Trecho do documento
>>>>>
Nossas experiências com o Movimento de Mulheres caracterizam-se como bastante contraditórias:

em nossas participações em seus encontros ou congressos, muitas vezes éramos consideradas “agressivas ou não-femininas” porque sempre insistimos que o racismo e suas práticas devem ser levados em conta nas lutas feministas, exatamente porque, como o sexismo, constituem formas estruturais de opressão e exploração em sociedades como a nossa. (GONZALES. 1991:79)

O cenário pra nós hoje é completamente diferente, as produções na internet aumentaram muito, existem coisas com qualidade, e parece que uma faísca do feminismo negro se ascendeu, parece bom. Mas o abandono intelectual dos anos passados nos deixou numa carência representativa tão grande que qualquer cara preta que aparece produzindo alguma coisa já nos faz ir lá e “curtir”. Se antes eramos desconfiadas, hoje estamos sedentas de representação e menos seletivas. Nenhuma das duas opções é boa. Se a primeira desanima e favorece o silenciamento das mulheres pretas, a segunda opção favorece o aparecimento de afro oportunismo, sintoma da mesma doença que nos exclui e separa. O afro oportunismo surgiu da lacuna que deixamos no passado e esta dilacerando com as produções afrocentradas colocando as mulheres negras num cenário liberal eurocêntrico e pós moderno que nos exclui de uma forma ainda mais cruel porque nos coloca numa sinuca de bico. A cobrança vem em cima da exclusão que “sofríamos” porque o pós modernismo acha que não somos mais tão excluídas, então a cobrança se justifica: se nós, feministas negras, negarmos qualquer nova demanda de dentro do feminismo, branco, eurocêntrico, racista, opressor, seremos acusadas e cobradas porque sabemos o que é exclusão, então como podemos excluir?
<<<<<
Tarefas a realizar
a) Transcreva do trecho, sem qualquer alteração, a passagem de "em nossas participações" até "nossa. (GONZALES. 1991:79)".
b) Enumere os adjetivos que, na última frase do trecho, qualificam o feminismo de onde pode surgir uma nova demanda.
c) Resuma o trecho em duas frases.

Informações fornecidas
>>>>>
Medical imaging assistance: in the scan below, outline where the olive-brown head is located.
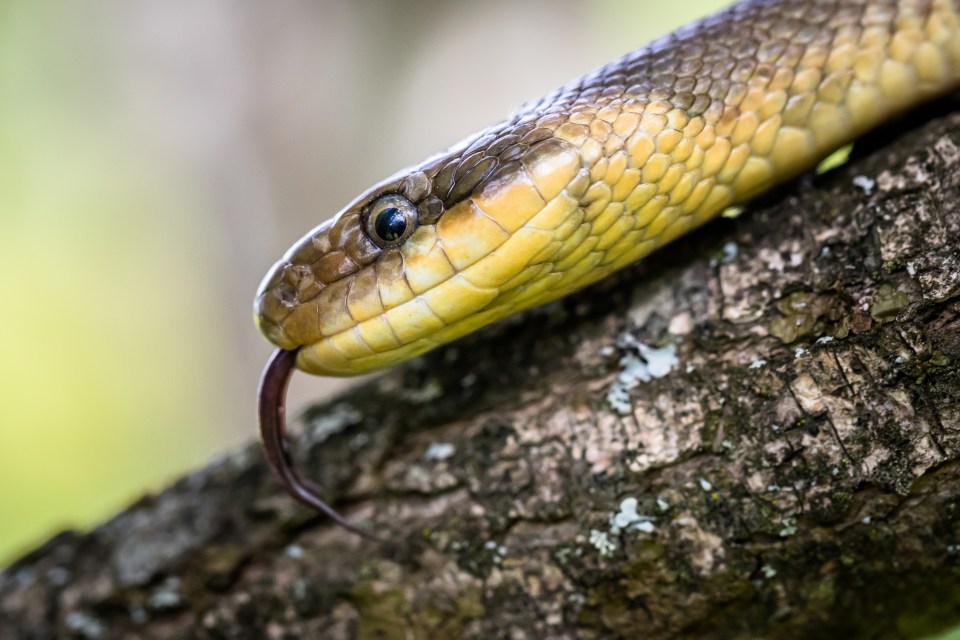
<<<<<
Respostas apresentadas
a)
em nossas participações em seus encontros ou congressos, muitas vezes éramos consideradas “agressivas ou não-femininas” porque sempre insistimos que o racismo e suas práticas devem ser levados em conta nas lutas feministas, exatamente porque, como o sexismo, constituem formas estruturais de opressão e exploração em sociedades como a nossa. (GONZALES. 1991:79)

b) branco, eurocêntrico, racista, opressor

c) Na citação de Gonzales, as mulheres negras eram vistas como "agressivas ou não-femininas" nos encontros do Movimento de Mulheres por insistirem que o racismo, assim como o sexismo, é forma estrutural de opressão a ser levada em conta nas lutas feministas. Hoje as produções na internet aumentaram, mas a carência representativa deixada pelo abandono intelectual do passado tornou as mulheres negras menos seletivas e favoreceu o afro oportunismo, que as coloca num cenário liberal, eurocêntrico e pós-moderno em que são cobradas a não negar novas demandas do feminismo branco.